• _Recorded data_:
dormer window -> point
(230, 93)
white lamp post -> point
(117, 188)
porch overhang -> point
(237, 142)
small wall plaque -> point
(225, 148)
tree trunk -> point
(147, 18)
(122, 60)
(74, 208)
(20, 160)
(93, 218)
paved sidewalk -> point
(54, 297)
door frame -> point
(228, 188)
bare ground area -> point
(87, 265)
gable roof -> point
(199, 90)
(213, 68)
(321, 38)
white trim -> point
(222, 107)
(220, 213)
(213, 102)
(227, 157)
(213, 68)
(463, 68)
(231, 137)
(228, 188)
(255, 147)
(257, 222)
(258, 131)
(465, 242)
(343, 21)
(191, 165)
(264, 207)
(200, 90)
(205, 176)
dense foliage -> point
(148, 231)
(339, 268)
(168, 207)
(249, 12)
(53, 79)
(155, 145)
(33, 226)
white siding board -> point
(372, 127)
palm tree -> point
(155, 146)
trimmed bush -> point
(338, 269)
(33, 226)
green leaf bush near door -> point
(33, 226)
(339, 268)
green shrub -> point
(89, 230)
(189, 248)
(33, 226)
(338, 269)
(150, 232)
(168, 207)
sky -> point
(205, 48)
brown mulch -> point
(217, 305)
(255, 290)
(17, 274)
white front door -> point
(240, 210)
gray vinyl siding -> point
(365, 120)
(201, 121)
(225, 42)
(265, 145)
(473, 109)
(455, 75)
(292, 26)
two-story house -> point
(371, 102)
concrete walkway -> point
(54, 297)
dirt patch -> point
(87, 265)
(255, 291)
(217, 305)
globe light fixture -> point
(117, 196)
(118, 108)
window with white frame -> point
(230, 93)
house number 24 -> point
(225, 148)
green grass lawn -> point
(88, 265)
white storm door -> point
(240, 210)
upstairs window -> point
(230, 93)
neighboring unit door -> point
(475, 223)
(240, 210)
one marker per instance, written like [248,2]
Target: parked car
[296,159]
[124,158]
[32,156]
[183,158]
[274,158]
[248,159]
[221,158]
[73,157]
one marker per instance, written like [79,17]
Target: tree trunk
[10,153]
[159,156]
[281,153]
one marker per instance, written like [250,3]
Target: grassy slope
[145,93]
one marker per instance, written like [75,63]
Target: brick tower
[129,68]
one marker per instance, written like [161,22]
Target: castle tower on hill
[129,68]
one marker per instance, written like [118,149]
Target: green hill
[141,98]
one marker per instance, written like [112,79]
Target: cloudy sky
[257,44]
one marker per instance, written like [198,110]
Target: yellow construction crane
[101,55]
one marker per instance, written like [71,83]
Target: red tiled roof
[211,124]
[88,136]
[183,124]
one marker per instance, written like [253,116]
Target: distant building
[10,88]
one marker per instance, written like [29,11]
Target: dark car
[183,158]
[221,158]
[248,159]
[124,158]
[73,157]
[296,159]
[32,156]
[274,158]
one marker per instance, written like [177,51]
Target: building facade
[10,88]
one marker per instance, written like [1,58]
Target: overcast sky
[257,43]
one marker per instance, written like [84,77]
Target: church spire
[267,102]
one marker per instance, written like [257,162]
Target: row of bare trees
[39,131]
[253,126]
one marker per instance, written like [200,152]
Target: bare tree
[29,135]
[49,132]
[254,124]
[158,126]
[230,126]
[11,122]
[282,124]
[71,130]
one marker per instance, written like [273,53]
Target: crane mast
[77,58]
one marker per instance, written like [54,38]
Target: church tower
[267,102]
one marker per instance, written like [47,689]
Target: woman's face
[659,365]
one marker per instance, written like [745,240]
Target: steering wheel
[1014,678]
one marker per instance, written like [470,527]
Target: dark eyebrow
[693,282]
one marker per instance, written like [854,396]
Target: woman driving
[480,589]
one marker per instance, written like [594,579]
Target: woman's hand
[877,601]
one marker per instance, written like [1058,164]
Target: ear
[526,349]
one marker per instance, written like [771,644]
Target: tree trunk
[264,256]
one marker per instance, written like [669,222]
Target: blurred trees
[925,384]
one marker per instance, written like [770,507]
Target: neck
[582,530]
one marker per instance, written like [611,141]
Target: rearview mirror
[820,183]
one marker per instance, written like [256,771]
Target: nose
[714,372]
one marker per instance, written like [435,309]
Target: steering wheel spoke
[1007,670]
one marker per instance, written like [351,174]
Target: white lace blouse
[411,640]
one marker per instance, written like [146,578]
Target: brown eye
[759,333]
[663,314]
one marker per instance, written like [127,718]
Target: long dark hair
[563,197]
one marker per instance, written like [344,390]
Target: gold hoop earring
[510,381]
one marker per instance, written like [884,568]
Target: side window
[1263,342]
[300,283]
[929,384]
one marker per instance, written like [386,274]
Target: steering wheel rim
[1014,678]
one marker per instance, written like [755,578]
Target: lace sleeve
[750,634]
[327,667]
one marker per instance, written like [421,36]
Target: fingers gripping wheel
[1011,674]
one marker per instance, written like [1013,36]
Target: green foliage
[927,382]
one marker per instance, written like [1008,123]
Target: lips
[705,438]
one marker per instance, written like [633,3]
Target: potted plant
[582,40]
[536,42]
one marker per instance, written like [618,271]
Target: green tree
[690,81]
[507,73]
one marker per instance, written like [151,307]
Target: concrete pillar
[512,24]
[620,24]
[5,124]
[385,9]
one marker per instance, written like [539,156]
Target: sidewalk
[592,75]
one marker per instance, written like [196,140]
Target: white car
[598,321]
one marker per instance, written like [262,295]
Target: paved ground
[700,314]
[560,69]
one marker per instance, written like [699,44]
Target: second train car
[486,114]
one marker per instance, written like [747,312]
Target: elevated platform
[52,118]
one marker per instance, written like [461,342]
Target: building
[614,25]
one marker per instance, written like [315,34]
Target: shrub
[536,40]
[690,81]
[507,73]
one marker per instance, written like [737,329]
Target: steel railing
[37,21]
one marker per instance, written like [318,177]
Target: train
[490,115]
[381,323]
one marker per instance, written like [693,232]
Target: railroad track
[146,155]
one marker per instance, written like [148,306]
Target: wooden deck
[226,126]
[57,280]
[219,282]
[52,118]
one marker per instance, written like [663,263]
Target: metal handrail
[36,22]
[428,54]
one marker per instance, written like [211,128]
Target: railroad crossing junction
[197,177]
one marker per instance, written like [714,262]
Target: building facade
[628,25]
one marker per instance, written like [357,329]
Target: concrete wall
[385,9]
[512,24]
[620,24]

• _Task details_: Every record above is to be written out exactly.

• _Your response_:
dormer window -> point
(230, 93)
white lamp post -> point
(117, 188)
porch overhang -> point
(237, 142)
small wall plaque -> point
(225, 148)
tree trunk -> point
(147, 18)
(122, 60)
(74, 208)
(20, 160)
(93, 218)
paved sidewalk -> point
(54, 297)
door frame -> point
(228, 188)
bare ground area -> point
(87, 265)
gable roof -> point
(199, 90)
(213, 68)
(321, 38)
white trim -> point
(222, 107)
(220, 213)
(213, 102)
(227, 157)
(213, 68)
(463, 68)
(231, 137)
(228, 188)
(255, 147)
(257, 222)
(258, 131)
(465, 242)
(343, 21)
(191, 165)
(264, 207)
(200, 90)
(205, 176)
dense foliage -> point
(148, 231)
(339, 268)
(168, 207)
(249, 12)
(53, 79)
(155, 145)
(33, 226)
white siding board -> point
(372, 127)
palm tree -> point
(155, 146)
trimmed bush -> point
(338, 269)
(33, 226)
green leaf bush near door -> point
(33, 226)
(339, 268)
green shrub -> point
(89, 230)
(189, 248)
(33, 226)
(338, 269)
(150, 232)
(168, 207)
sky -> point
(205, 48)
brown mulch -> point
(217, 305)
(255, 290)
(17, 274)
white front door -> point
(240, 210)
gray vinyl siding -> point
(365, 120)
(201, 121)
(225, 42)
(265, 145)
(473, 109)
(455, 75)
(292, 26)
two-story house -> point
(371, 102)
concrete walkway -> point
(54, 297)
dirt patch -> point
(87, 265)
(255, 291)
(217, 305)
globe light fixture -> point
(117, 196)
(118, 108)
window with white frame -> point
(230, 93)
house number 24 -> point
(225, 148)
green grass lawn -> point
(88, 265)
white storm door -> point
(240, 210)
upstairs window -> point
(230, 93)
neighboring unit door -> point
(475, 223)
(240, 210)
one marker per instance, written like [248,2]
Target: parked car
[296,159]
[124,158]
[32,156]
[183,158]
[274,158]
[248,159]
[221,158]
[73,157]
one marker per instance, written like [79,17]
Target: tree trunk
[10,153]
[159,156]
[281,153]
one marker per instance, written like [250,3]
Target: grassy slope
[145,93]
one marker per instance, written like [75,63]
Target: brick tower
[129,68]
one marker per instance, written like [161,22]
Target: castle tower on hill
[129,68]
one marker per instance, written like [118,149]
Target: green hill
[141,98]
one marker per instance, written like [112,79]
Target: cloudy sky
[257,44]
one marker per instance, written like [198,110]
Target: yellow construction crane
[101,55]
one marker per instance, written like [71,83]
Target: red tiled roof
[211,124]
[88,136]
[183,124]
one marker per instance, written like [253,116]
Target: distant building
[10,88]
one marker per instance, written like [29,11]
Target: dark car
[183,158]
[221,158]
[248,159]
[124,158]
[73,157]
[296,159]
[32,156]
[274,158]
one marker per instance, written like [177,51]
Target: building facade
[10,88]
one marker per instance, written like [1,58]
Target: overcast sky
[257,43]
one marker per instance, written like [84,77]
Target: church spire
[267,102]
one marker per instance, written like [257,162]
Target: row of bare trees
[39,131]
[253,126]
one marker per instance, written like [200,152]
Target: bare tree
[29,135]
[49,132]
[254,124]
[158,126]
[230,126]
[11,122]
[282,124]
[71,130]
one marker per instance, written like [273,53]
Target: crane mast
[77,58]
one marker per instance, written like [54,38]
Target: church tower
[267,102]
one marker per instance, written like [47,689]
Target: woman's face
[659,365]
one marker per instance, written like [745,240]
Target: steering wheel
[1014,678]
one marker per instance, written like [470,527]
Target: dark eyebrow
[693,282]
one marker per instance, written like [854,396]
Target: woman driving
[480,589]
one marker per instance, written like [594,579]
Target: woman's hand
[877,601]
one marker per instance, written like [1058,164]
Target: ear
[526,349]
one marker per instance, written like [771,644]
Target: tree trunk
[264,256]
one marker per instance, written like [669,222]
Target: blurred trees
[925,384]
one marker per instance, written like [770,507]
Target: neck
[582,530]
one marker per instance, written like [611,141]
Target: rearview mirror
[820,183]
one marker per instance, written like [256,771]
Target: nose
[714,372]
one marker per instance, written like [435,309]
Target: steering wheel spoke
[1007,670]
one marker per instance, written like [351,174]
Target: white lace blouse
[411,640]
one marker per instance, written like [146,578]
Target: brown eye
[759,333]
[663,314]
one marker per instance, written like [127,718]
Target: long dark hair
[563,197]
one marker per instance, written like [344,390]
Target: gold hoop earring
[510,381]
one marker per instance, written like [884,568]
Target: side window
[1263,342]
[300,283]
[929,384]
one marker per instance, written like [386,274]
Target: steering wheel rim
[1014,678]
one marker per instance, written like [755,578]
Target: lace sleeve
[750,634]
[327,667]
one marker per instance, written like [421,36]
Target: fingers gripping wheel
[1011,674]
one marker per instance, written like [1013,36]
Target: green foliage
[927,382]
one marker per instance, written like [1008,123]
Target: lips
[705,438]
one marker per instance, written like [633,3]
Target: potted plant
[582,40]
[536,42]
one marker per instance, written like [618,271]
Target: green tree
[690,81]
[507,73]
one marker per instance, written like [151,307]
Target: concrete pillar
[512,24]
[620,24]
[5,124]
[385,9]
one marker per instance, written like [539,156]
Target: sidewalk
[592,75]
one marker per instance, written like [196,140]
Target: white car
[598,321]
one marker per instance, written like [262,295]
Target: paved ground
[700,314]
[560,69]
one marker per instance, written like [699,44]
Target: second train car
[486,114]
one marker per instance, written like [747,312]
Target: elevated platform
[52,118]
one marker per instance, written like [461,342]
Target: building
[614,25]
one marker per instance, written like [315,34]
Target: shrub
[536,40]
[690,81]
[507,73]
one marker per instance, written like [737,329]
Target: steel railing
[37,21]
one marker per instance, written like [318,177]
Target: train
[490,115]
[381,323]
one marker per instance, written like [693,232]
Target: railroad track
[146,155]
one marker per instance, written like [148,306]
Target: wooden deck
[226,126]
[57,280]
[219,282]
[52,118]
one marker per instance, written like [663,263]
Target: metal handrail
[36,22]
[428,54]
one marker per instance, written like [211,128]
Target: railroad crossing junction
[197,177]
one marker per instance, written like [714,262]
Target: building facade
[628,25]
one marker per instance, written like [357,329]
Target: concrete wall
[385,9]
[512,24]
[620,24]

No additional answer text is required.